▶ TASK ITEM A
According to the NBA basketball text, what is the name of the R package used to get shot data from the NBA stats website?

▶ SOURCE EXTRACT

The Evolution of NBA Basketball
Introduction
Basketball is a sport that is continuously evolving. Ever since its invention in 1891, there have been many changes in both the rules and the style of play. Over the past decade, the league has undergone a rapid change due to both the increase in the use of analytics and changes in officiating.
NBA basketball in the 2010s will be remembered as the beginning of the “pace and space” era. Teams now play at a faster pace compared to the previous two decades and shoot far more three-point shots per game. This stylistic change is in part due to the success of the Golden State Warriors lead by Stephen Curry and the Houston Rockets, which forced other teams in the league to also emphasize spacing the floor in order to draw out defenders.
The rise of analytics, exemplified by Daryl Morey and the Houston Rockets has led to more layups and three-point attempts while also creating a sharp decline in long-range twos and mid-range shots. The mid-range jumpshot, the staple for superstars in the 1990s and 2000s such as Kobe Bryant and Michael Jordan, has been mostly abandoned. Combined with officiating favoring offense over defense, players are now scoring more points with better efficiency compared to 10 years ago.
This blog will use two methods to observe the shift in strategy over the course of the NBA’s existence. The first is to analyze shot location data, where we look for trends in the different locations where players shoot the ball since the 2010-2011 season. The second is by comparing present-day seasons to historical seasons. Finding the top historical comparisons to players today is interesting because one can determine if there are any players today that are similar to historical greats. In addition, one can examine how the league has changed by comparing “old-school” players such as Demar Derozan versus more modern players such as Stephen Curry.
Shot Data and Mapping
To obtain shot data, we use a R
package online which retrieves shot map data from the NBA stats website and API called BallR (ballr
).
Shot Data using ballr
package and the NBA API
The BallR package uses the NBA Stats API to help visualize shots taken by a player for a season. To run BallR, we have to run the following code in the console (taken from the BallR documentation).
packages = c("shiny", "tidyverse", "hexbin")
install.packages(packages, repos = "https://cran.rstudio.com/")
library(shiny)
runGitHub("ballr", "toddwschneider")
This will run the shiny app locally on your computer and will load the following functions and methods that we will need to use to generate a heat map of shot density:
court_maps.csv
is a dataframe that holds all the points of the different zones of a basketball court, like a mapplot_court.R
andplot_theme.R
are methods needed to draw the courtgenerate_heatmap_chart
is a function used to generate the heat map of shot datafetch_shots_by_player_id_and_season
is a function used to get shot data from the NBA API using a player’s ID and the season they were playing in.

▶ SUPPLIED ENTRIES
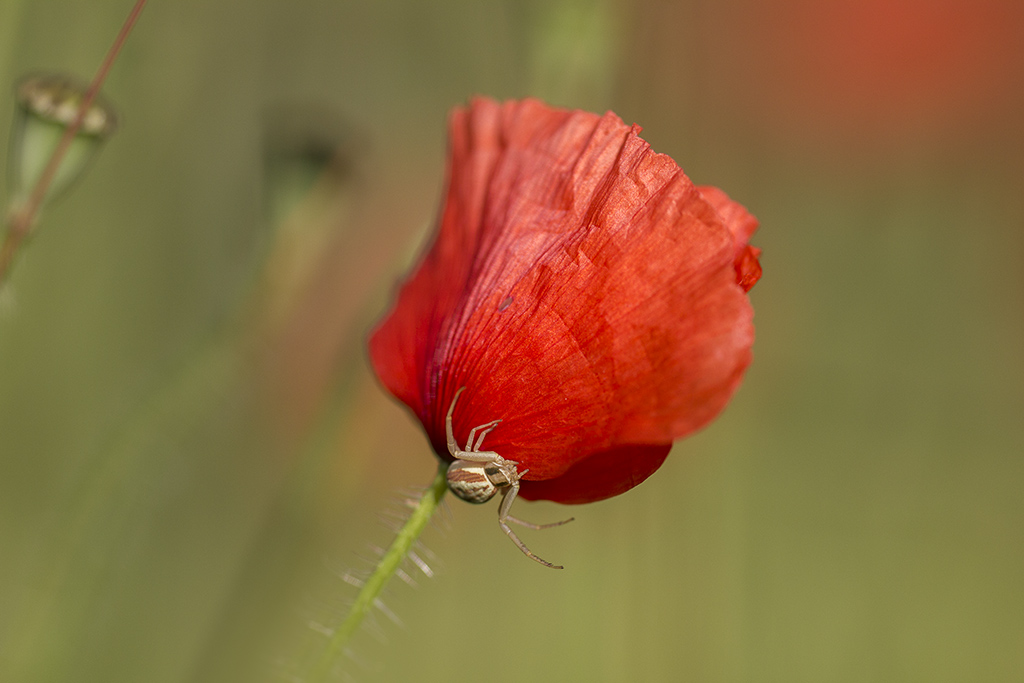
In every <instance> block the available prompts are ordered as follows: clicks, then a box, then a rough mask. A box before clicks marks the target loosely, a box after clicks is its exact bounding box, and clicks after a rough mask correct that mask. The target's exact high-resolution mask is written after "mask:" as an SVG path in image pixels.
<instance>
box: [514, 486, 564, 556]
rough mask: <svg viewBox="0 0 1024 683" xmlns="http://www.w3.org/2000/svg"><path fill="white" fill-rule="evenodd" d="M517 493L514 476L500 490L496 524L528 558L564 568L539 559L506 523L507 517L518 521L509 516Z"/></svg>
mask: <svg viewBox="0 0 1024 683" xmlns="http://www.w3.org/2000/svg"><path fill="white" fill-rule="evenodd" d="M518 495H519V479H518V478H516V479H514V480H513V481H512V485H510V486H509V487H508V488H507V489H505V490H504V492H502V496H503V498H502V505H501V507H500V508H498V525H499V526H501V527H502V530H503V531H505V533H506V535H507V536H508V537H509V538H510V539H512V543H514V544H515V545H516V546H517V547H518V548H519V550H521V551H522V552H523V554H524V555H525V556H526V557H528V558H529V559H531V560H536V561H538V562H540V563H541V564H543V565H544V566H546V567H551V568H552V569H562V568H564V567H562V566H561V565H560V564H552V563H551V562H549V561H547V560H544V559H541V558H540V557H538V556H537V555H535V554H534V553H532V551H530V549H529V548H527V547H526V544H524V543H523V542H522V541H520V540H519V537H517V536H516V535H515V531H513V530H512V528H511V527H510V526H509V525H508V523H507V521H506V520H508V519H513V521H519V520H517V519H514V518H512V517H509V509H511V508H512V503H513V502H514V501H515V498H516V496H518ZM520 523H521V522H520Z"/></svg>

▶ TASK ITEM B
Copy everything in the records from the beginning down to the line containing "box: [514, 486, 564, 556]", with both ends included, and leave out the pictures.

▶ WRITTEN SOLUTION A
BallR

▶ WRITTEN SOLUTION B
In every <instance> block the available prompts are ordered as follows: clicks, then a box, then a rough mask. A box before clicks marks the target loosely, a box after clicks is its exact bounding box, and clicks after a rough mask correct that mask. The target's exact high-resolution mask is written after "mask:" as an SVG path in image pixels.
<instance>
box: [514, 486, 564, 556]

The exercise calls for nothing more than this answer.